→ Problem to work on: Retype, without any change, the first line of the records and every line after it through the one containing "of the <item>cuttlefish</item>".

→ Data shown:
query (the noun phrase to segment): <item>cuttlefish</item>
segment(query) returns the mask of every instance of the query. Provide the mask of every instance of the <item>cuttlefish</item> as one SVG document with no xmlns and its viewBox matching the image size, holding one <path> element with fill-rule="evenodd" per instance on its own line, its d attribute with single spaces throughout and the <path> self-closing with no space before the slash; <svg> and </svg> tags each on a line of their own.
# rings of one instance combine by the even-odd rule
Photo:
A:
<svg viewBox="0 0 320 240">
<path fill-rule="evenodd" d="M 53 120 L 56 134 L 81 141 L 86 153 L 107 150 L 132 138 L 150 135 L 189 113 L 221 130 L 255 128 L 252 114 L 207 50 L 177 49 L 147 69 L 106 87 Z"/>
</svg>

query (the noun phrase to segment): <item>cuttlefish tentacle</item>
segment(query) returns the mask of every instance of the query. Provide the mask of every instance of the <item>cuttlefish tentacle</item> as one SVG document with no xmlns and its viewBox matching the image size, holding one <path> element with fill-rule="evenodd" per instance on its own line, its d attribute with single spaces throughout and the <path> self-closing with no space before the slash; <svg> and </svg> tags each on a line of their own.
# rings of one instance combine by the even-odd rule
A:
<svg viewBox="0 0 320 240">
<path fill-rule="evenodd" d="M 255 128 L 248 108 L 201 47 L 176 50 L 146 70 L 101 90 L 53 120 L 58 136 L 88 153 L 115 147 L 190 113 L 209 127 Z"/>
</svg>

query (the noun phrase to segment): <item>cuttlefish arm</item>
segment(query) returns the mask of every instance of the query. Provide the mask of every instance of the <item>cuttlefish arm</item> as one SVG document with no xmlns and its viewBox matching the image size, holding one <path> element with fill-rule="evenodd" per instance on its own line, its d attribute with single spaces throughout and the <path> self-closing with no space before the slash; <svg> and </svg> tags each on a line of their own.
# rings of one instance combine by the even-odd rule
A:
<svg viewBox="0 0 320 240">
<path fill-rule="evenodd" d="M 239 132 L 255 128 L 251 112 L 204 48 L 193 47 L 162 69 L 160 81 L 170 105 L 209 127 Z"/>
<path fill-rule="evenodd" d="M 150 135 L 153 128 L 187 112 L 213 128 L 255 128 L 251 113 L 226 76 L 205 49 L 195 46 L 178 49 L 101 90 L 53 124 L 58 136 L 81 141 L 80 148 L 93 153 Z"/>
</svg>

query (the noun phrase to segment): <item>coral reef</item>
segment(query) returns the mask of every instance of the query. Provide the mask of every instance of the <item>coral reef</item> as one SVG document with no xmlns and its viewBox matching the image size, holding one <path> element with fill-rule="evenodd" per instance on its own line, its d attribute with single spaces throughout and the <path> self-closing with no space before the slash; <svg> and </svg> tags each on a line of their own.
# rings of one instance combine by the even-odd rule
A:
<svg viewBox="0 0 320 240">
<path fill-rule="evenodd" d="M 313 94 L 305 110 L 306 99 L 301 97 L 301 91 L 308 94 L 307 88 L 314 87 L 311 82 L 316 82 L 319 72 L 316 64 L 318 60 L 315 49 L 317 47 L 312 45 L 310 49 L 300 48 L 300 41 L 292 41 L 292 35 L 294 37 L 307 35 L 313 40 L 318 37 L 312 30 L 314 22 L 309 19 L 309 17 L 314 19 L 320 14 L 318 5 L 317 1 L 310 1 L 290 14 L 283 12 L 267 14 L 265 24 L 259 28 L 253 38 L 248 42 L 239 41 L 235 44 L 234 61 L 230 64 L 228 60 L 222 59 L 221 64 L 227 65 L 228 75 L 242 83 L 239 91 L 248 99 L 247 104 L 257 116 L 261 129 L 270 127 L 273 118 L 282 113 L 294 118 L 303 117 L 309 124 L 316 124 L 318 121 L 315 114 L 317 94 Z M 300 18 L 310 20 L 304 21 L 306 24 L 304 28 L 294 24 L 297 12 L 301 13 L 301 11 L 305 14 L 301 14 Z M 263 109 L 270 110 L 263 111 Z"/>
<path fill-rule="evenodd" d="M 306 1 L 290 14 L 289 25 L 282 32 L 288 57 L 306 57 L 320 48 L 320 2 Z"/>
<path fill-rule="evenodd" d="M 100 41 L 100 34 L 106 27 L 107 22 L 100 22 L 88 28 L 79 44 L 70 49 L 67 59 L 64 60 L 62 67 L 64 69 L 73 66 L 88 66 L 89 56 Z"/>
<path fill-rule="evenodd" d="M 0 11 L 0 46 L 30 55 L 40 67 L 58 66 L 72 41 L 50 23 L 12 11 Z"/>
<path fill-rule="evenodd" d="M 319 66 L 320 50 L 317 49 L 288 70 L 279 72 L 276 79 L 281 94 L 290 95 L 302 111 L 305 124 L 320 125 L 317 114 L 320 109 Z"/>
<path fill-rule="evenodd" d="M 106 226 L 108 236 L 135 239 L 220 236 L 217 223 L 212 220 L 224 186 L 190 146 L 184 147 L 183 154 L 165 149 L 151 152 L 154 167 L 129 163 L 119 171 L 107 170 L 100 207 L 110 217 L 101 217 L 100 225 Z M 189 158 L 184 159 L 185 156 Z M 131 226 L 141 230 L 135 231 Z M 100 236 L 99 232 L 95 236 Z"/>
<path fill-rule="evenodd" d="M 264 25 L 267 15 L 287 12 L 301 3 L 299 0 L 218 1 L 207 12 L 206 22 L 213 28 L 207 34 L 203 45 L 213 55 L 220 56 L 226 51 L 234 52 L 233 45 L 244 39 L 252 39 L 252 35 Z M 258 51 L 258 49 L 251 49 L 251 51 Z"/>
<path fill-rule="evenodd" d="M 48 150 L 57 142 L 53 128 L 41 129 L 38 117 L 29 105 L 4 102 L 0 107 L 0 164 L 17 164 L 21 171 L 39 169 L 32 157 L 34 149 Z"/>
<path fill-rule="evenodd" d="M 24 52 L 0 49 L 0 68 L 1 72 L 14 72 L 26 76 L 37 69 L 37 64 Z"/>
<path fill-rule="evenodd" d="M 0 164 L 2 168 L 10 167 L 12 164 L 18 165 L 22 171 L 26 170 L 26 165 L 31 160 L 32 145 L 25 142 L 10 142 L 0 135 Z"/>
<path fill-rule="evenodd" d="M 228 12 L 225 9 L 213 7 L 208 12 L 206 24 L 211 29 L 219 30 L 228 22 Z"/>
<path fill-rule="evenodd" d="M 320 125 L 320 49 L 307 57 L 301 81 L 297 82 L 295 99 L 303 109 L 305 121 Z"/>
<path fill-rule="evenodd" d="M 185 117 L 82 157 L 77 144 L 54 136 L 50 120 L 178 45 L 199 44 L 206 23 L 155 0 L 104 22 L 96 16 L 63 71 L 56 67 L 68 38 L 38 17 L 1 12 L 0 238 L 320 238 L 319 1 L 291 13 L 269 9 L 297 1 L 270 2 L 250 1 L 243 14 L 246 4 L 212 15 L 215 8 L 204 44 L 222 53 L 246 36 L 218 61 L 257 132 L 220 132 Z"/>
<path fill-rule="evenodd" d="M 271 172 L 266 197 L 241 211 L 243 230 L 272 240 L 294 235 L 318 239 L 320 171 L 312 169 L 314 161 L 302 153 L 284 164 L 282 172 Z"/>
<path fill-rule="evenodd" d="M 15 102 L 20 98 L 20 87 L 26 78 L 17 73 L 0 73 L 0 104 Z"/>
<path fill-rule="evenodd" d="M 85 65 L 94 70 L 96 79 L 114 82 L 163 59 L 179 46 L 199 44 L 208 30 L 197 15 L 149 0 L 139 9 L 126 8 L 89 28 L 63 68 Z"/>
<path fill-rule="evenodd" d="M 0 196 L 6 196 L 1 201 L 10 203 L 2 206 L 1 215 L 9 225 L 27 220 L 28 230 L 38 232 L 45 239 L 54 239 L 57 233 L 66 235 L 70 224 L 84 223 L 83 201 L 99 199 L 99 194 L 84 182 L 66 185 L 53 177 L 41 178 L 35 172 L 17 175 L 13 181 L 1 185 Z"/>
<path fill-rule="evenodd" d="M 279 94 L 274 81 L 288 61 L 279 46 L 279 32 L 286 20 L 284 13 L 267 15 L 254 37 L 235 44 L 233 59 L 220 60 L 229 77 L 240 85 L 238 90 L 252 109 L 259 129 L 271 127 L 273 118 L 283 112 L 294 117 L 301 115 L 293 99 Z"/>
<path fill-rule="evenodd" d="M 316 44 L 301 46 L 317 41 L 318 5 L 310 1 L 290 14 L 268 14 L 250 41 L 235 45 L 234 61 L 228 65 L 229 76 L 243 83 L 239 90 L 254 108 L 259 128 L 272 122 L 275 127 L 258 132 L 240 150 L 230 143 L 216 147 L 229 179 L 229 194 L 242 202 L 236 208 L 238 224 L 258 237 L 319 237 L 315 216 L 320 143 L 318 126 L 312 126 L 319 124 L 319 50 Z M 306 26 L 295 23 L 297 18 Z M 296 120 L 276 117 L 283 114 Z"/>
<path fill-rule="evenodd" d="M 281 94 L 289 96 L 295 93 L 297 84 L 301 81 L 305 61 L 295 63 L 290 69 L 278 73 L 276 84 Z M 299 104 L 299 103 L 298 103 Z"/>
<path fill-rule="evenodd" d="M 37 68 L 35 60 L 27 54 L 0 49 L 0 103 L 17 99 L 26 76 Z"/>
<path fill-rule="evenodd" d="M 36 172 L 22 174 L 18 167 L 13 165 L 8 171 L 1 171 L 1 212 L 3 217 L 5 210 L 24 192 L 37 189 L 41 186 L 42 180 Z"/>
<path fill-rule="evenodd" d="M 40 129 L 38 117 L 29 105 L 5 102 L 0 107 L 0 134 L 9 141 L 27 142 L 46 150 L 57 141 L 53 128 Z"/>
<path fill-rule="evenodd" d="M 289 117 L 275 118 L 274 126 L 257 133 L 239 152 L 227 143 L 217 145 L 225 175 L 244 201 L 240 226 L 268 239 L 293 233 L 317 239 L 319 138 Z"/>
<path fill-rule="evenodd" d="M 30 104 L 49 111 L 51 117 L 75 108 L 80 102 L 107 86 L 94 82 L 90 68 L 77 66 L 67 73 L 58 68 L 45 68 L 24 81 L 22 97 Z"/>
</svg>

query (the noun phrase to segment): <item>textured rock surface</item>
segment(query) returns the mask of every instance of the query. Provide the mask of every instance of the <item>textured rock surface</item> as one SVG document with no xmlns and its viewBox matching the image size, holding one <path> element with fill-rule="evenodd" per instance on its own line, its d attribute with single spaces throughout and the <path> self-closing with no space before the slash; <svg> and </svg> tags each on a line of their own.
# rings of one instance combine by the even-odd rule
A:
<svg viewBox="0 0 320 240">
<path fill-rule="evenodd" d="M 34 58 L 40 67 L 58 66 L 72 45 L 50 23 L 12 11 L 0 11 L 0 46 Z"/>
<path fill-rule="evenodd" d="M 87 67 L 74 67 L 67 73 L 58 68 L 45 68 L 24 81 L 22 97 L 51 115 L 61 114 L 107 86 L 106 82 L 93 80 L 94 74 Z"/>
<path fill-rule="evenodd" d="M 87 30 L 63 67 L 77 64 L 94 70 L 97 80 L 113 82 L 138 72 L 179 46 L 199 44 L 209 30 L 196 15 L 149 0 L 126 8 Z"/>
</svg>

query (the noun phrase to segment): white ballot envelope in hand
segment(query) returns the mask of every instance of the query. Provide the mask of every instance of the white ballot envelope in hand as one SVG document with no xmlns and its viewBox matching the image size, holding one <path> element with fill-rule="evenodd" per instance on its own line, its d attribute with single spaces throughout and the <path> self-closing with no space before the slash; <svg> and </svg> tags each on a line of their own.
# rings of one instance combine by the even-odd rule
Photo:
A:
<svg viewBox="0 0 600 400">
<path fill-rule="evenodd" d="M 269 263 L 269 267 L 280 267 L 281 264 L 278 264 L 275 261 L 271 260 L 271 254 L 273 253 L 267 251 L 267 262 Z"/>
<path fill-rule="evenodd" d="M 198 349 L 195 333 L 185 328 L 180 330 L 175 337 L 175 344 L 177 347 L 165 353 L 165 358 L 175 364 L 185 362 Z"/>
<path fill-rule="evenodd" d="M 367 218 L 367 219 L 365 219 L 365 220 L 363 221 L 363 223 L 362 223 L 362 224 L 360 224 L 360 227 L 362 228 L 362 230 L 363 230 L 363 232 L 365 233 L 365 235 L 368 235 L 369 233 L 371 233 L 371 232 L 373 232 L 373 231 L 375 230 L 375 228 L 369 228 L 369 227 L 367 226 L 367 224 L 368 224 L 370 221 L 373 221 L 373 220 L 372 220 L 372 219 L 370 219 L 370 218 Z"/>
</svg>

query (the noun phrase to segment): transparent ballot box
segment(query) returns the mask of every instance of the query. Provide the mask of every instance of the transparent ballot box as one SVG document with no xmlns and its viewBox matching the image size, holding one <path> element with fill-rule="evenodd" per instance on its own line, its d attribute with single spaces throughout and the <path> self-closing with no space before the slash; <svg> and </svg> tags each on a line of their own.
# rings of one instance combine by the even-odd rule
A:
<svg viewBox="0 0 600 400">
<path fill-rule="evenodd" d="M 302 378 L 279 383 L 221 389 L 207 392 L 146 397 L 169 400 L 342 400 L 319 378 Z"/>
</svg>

→ Exercise output:
query (the noun phrase to segment): <item>cuttlefish</item>
segment(query) returns the mask of every instance of the query. Provide the mask of every instance of the <item>cuttlefish</item> as one SVG document with no xmlns and its viewBox matching the image size, holding one <path> element with fill-rule="evenodd" per instance on its own line, its d attribute with single spaces throughout and the <path> self-closing with no space before the slash; <svg> and </svg> tags each on a line of their own.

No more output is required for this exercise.